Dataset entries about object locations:
===============

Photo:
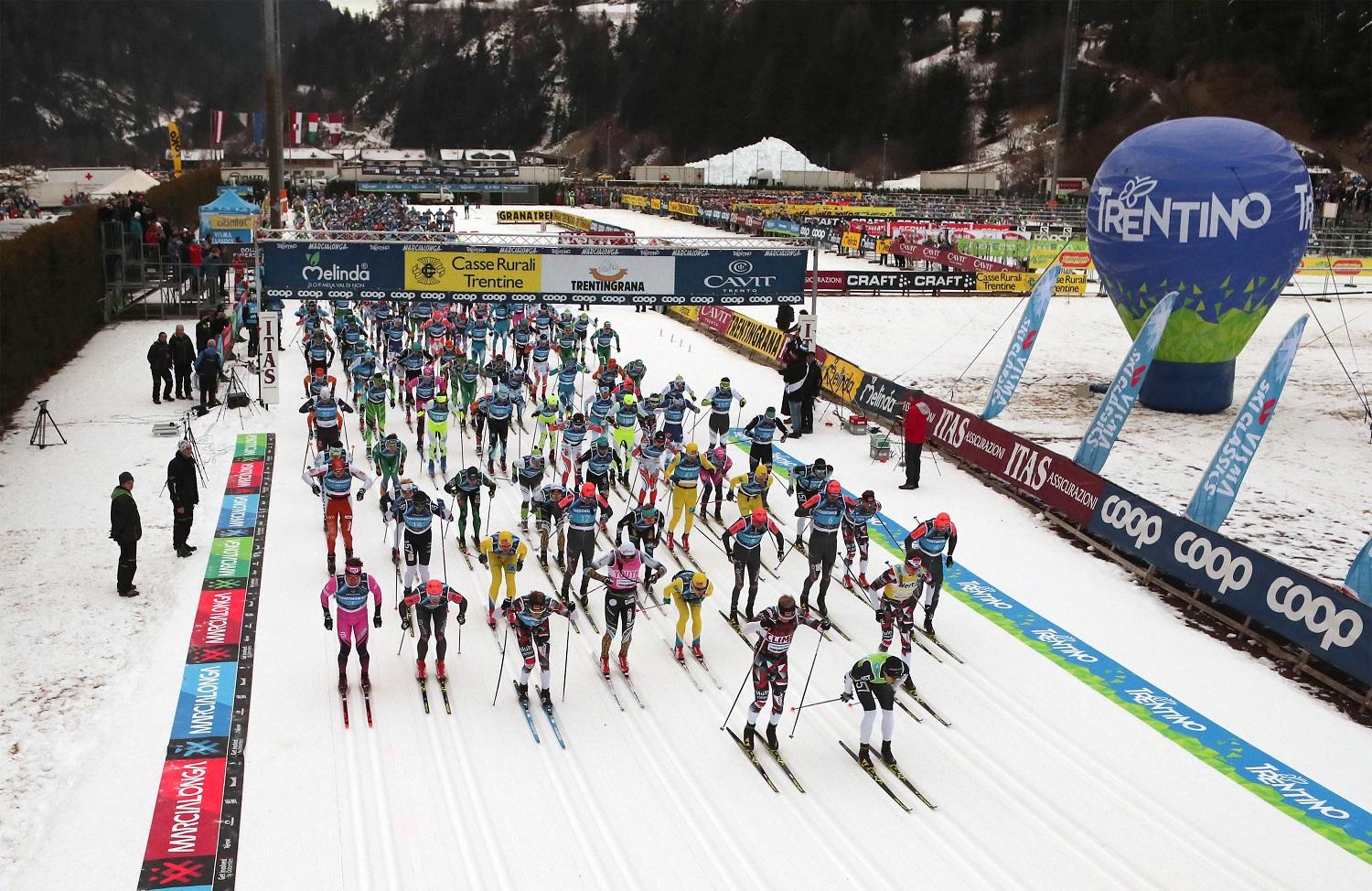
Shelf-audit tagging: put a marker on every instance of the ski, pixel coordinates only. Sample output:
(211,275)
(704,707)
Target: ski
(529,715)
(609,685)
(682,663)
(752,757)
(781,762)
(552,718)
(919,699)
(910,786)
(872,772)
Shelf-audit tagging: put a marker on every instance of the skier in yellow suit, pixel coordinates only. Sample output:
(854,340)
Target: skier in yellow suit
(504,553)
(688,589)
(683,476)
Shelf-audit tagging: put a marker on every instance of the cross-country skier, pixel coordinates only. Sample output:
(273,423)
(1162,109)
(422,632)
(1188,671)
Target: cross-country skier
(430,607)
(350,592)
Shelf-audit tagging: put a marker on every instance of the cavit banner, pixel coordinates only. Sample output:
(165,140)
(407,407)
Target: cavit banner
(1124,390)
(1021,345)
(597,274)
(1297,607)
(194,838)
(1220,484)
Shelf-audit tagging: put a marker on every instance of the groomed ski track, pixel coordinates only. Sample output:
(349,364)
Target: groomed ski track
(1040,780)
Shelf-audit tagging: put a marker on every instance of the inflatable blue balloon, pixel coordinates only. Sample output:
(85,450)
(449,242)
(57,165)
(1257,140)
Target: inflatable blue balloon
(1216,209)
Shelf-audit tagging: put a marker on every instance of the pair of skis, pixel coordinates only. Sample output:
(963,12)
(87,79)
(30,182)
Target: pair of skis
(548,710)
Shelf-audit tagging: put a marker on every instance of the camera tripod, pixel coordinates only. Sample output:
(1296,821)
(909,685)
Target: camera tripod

===============

Set problem | Rewrite the entries starting with the line containing "of the inflatable" and going on through the end of the entries, with "Sample output" changed to "Example output" and nothing else altered.

Solution |
Shelf-audit tagging: put a marker on every instance of the inflatable blue balloon, pixel coordinates only. Example output:
(85,450)
(449,242)
(57,165)
(1257,140)
Target: inflatable blue balloon
(1216,209)
Shelf-audit tagging: put a marker on every instance of the pair of skis, pixel coordinates only. Example output:
(963,12)
(87,79)
(30,182)
Target: pair of skis
(548,710)
Shelf-audit tagging: put a marker on every instance of the camera tripod, pixel coordinates only. Example output:
(1296,821)
(909,685)
Target: camera tripod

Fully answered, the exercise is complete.